How is this going to happen? First you have to know the history.
Let me tell you a little story…
Back in the 80’s there were two companies; Apple and Microsoft. Suddenly Apple comes out with a magic new product way ahead of the competition. Enter the Macintosh. The Mac was guaranteed to change personal computing forever, and everyone knew it before the Mac even hit the shelves. There was media hype and gobs of nerd excitement well in advance of the Mac’s debut. And the Mac delivered spectacularly on all of its promises.
But Apple insisted on near complete control of the entire platform; hardware and soft. They were terrified that someone else might come along and spoil the pure awesome.
Apple used deliberately unusual hardware, and controlled it with an iron fist. Only Apple and a few licensees were allowed to make Mac hardware. The 3rd party accessory market was as restricted as Apple could make it too.
Programmers could make applications for the Mac of course, but Apple maintained tight control over how applications used the hardware and interacted with the OS. Developers played in the sandbox, but it was Apple and select partners that created the majority of useful Mac software.
Apple was also territorial about who could sell their precious. Macs were distributed mostly through select retail partners. Anyone else that wanted to sell a Mac paid full retail price –which made it very hard to compete with Apple’s preferred retailers.
Because Apple had tight control end-to-end, the Mac was a very stable and reliable computer. Most of the software was also high quality, which made the Mac a joy to use.
On the other side, you had Microsoft. They weren’t really a hardware company though. They concentrated on making a decent operating system and left the hardware to other companies that specialized in that sort of thing.
There was a lot of compromise and cooperation between Microsoft and the hardware makers though, of which there were many. They created a large market with a wide range of different systems, each with different capabilities, quality, and prices. Microsoft just did what they could to make sure that Windows worked reasonably well with whatever crazy-ass hardware the other guys came up with.
Microsoft made a decent enough OS, but what they did really well was make programming languages, compilers, and development tools –all that stuff you need in order to make software for the regular folks. Microsoft made it easy to develop applications for Windows, and they stayed out of the way as much as possible. They didn’t put up a fight when developers released software to compete with Microsoft’s own, and they didn’t stop developers from extending the operating system itself in new and unusual directions.
Microsoft was later than Apple in coming out with a good GUI based OS. Windows wasn’t too pretty nor much fun compared to the Mac; especially at first. But PCs were cheaper, and came in a variety that fit different people’s needs and budgets. The most important thing was that a Windows PC could do everything that a Mac could, though not always with the elegance of the Mac. People often preferred a Mac, but they could (and did) settle for PCs instead.
In the end, what killed Apple the first time around was Apple’s own paranoia. All by itself, Apple couldn’t evolve the Mac hardware nor the OS fast enough to keep up with a young and rapidly changing personal computer market.
All Microsoft had to do was try and keep up while other companies raced forward with new ideas.
Now jump forward 20 years.
There are two companies; Apple and Google. Suddenly Apple comes out with a magic new product way ahead of the competition. Enter the iPhone. The iPhone was guaranteed to change mobile computing forever, and everyone knew it before the iPhone even hit the shelves. There was media hype and gobs of nerd excitement well in advance of the iPhone’s debut; and the iPhone delivered spectacularly on all of its promises.

• **Recorded data**

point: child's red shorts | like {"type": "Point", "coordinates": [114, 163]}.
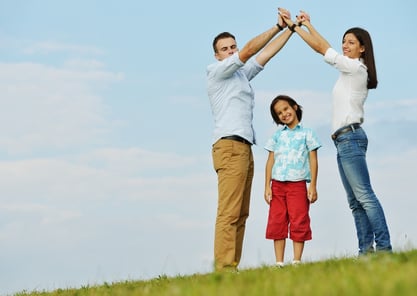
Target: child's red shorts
{"type": "Point", "coordinates": [288, 212]}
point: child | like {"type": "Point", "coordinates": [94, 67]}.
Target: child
{"type": "Point", "coordinates": [292, 162]}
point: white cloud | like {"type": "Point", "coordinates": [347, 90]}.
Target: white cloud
{"type": "Point", "coordinates": [48, 107]}
{"type": "Point", "coordinates": [47, 47]}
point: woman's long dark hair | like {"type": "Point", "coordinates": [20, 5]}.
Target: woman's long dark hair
{"type": "Point", "coordinates": [291, 102]}
{"type": "Point", "coordinates": [368, 55]}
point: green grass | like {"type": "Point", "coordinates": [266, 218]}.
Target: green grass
{"type": "Point", "coordinates": [378, 274]}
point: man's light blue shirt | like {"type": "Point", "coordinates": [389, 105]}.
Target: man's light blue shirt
{"type": "Point", "coordinates": [291, 149]}
{"type": "Point", "coordinates": [232, 97]}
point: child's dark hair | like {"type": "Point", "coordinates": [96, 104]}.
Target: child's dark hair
{"type": "Point", "coordinates": [291, 102]}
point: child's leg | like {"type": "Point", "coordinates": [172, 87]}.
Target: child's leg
{"type": "Point", "coordinates": [279, 247]}
{"type": "Point", "coordinates": [298, 250]}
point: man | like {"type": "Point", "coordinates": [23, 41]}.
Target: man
{"type": "Point", "coordinates": [232, 100]}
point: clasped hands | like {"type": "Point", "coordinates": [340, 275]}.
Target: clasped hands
{"type": "Point", "coordinates": [284, 17]}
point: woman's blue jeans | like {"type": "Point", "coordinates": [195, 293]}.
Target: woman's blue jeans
{"type": "Point", "coordinates": [367, 211]}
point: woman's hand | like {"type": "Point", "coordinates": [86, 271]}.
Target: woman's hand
{"type": "Point", "coordinates": [268, 195]}
{"type": "Point", "coordinates": [283, 14]}
{"type": "Point", "coordinates": [303, 17]}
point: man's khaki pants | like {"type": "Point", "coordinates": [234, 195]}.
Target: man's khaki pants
{"type": "Point", "coordinates": [233, 163]}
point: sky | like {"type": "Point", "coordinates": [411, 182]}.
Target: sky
{"type": "Point", "coordinates": [106, 131]}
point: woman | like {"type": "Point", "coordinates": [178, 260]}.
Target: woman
{"type": "Point", "coordinates": [357, 75]}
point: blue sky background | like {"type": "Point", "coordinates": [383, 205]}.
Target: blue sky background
{"type": "Point", "coordinates": [105, 134]}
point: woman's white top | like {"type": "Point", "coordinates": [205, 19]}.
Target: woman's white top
{"type": "Point", "coordinates": [350, 90]}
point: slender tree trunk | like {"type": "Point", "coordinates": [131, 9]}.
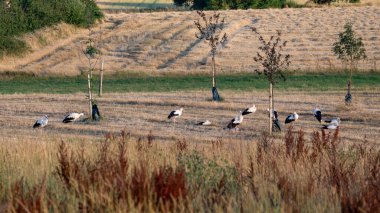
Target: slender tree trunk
{"type": "Point", "coordinates": [89, 92]}
{"type": "Point", "coordinates": [270, 108]}
{"type": "Point", "coordinates": [101, 79]}
{"type": "Point", "coordinates": [213, 71]}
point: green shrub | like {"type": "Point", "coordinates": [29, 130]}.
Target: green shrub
{"type": "Point", "coordinates": [12, 46]}
{"type": "Point", "coordinates": [29, 15]}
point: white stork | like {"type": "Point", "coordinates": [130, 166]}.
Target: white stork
{"type": "Point", "coordinates": [71, 117]}
{"type": "Point", "coordinates": [174, 114]}
{"type": "Point", "coordinates": [236, 121]}
{"type": "Point", "coordinates": [330, 126]}
{"type": "Point", "coordinates": [204, 123]}
{"type": "Point", "coordinates": [291, 118]}
{"type": "Point", "coordinates": [317, 114]}
{"type": "Point", "coordinates": [41, 122]}
{"type": "Point", "coordinates": [276, 122]}
{"type": "Point", "coordinates": [335, 121]}
{"type": "Point", "coordinates": [249, 110]}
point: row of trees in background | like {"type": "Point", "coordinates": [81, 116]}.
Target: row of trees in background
{"type": "Point", "coordinates": [273, 63]}
{"type": "Point", "coordinates": [21, 16]}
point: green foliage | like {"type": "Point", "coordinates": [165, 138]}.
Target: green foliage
{"type": "Point", "coordinates": [11, 83]}
{"type": "Point", "coordinates": [349, 47]}
{"type": "Point", "coordinates": [270, 57]}
{"type": "Point", "coordinates": [28, 15]}
{"type": "Point", "coordinates": [12, 46]}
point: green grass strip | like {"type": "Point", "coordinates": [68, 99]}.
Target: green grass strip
{"type": "Point", "coordinates": [15, 83]}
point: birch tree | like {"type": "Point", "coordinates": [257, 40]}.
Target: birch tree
{"type": "Point", "coordinates": [210, 29]}
{"type": "Point", "coordinates": [92, 55]}
{"type": "Point", "coordinates": [349, 49]}
{"type": "Point", "coordinates": [273, 64]}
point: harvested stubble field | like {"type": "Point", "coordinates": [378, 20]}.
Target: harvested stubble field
{"type": "Point", "coordinates": [184, 168]}
{"type": "Point", "coordinates": [165, 41]}
{"type": "Point", "coordinates": [140, 113]}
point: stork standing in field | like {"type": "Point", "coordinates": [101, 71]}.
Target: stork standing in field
{"type": "Point", "coordinates": [317, 114]}
{"type": "Point", "coordinates": [41, 122]}
{"type": "Point", "coordinates": [236, 121]}
{"type": "Point", "coordinates": [331, 126]}
{"type": "Point", "coordinates": [291, 118]}
{"type": "Point", "coordinates": [276, 122]}
{"type": "Point", "coordinates": [249, 110]}
{"type": "Point", "coordinates": [334, 121]}
{"type": "Point", "coordinates": [204, 123]}
{"type": "Point", "coordinates": [174, 114]}
{"type": "Point", "coordinates": [71, 117]}
{"type": "Point", "coordinates": [331, 123]}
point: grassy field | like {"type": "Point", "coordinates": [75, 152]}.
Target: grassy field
{"type": "Point", "coordinates": [16, 83]}
{"type": "Point", "coordinates": [134, 4]}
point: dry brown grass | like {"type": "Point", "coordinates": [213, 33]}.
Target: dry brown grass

• **Directions**
- A) In the story about Apple and Microsoft, what killed Apple the first time around?
- B) Transcribe the part of the story about Apple and Microsoft that runs from "But Apple insisted" up to and including "make it too.".
- C) Go on with the story about Apple and Microsoft, picking up after its final sentence about the iPhone's debut.

• **Answers for the exercise**
- A) Apple's own paranoia.

- B)
But Apple insisted on near complete control of the entire platform; hardware and soft. They were terrified that someone else might come along and spoil the pure awesome.
Apple used deliberately unusual hardware, and controlled it with an iron fist. Only Apple and a few licensees were allowed to make Mac hardware. The 3rd party accessory market was as restricted as Apple could make it too.

- C)
But Apple insists on near complete control of the entire platform; hardware and soft. They are terrified that someone else might come along and spoil the pure awesome.
Apple uses deliberately unusual hardware, and they control it with an iron fist. Only apple is allowed to make iPhones, and the 3rd party accessory market is as restricted as Apple can make it.
Programmers can (and do) make applications for the iPhone of course, but Apple maintains near complete control over how those applications use the hardware and interact with the OS. Developers are allowed to play in the sandbox only if they use the specific tools that apple permits. Apple and a few select partners make the majority of the useful iPhone apps. Most developers that make apps to competes with Apple’s own are denied access to the app store; which is the only way users can obtain apps for the iPhone. Apple will even deny an app if they just don’t like what it does.
Apple is territorial about who sells their precious. The iPhone is (currently) only distributed through one network in the U.S., and apple exerts enormous control over how that network does business. AT&T had to wait to roll out 3G services until there was an iPhone that also supported it. There were other mobile phones sold by AT&T that had 3G support as much as a full year before, and AT&T had deployed the network hardware long before Apple’s 3G iPhone came out.
Because Apple is in such tight control, the iPhone is a very stable and reliable smartphone. Most of the software is also of high quality, which makes the iPhone a joy to use.
On the other side, you have Google. They aren’t really a hardware company though. They make a good mobile operating system, but have left most of the hardware in the hands of companies that specialized in that sort of thing.
There is a lot of compromise and cooperation between Google and the many hardware makers. They have created large market with a wide range of different Android phones with different capabilities, quality, and price. Google just does what it can to make sure the Android OS works reasonably well with whatever crazy-ass hardware the other guys come up with.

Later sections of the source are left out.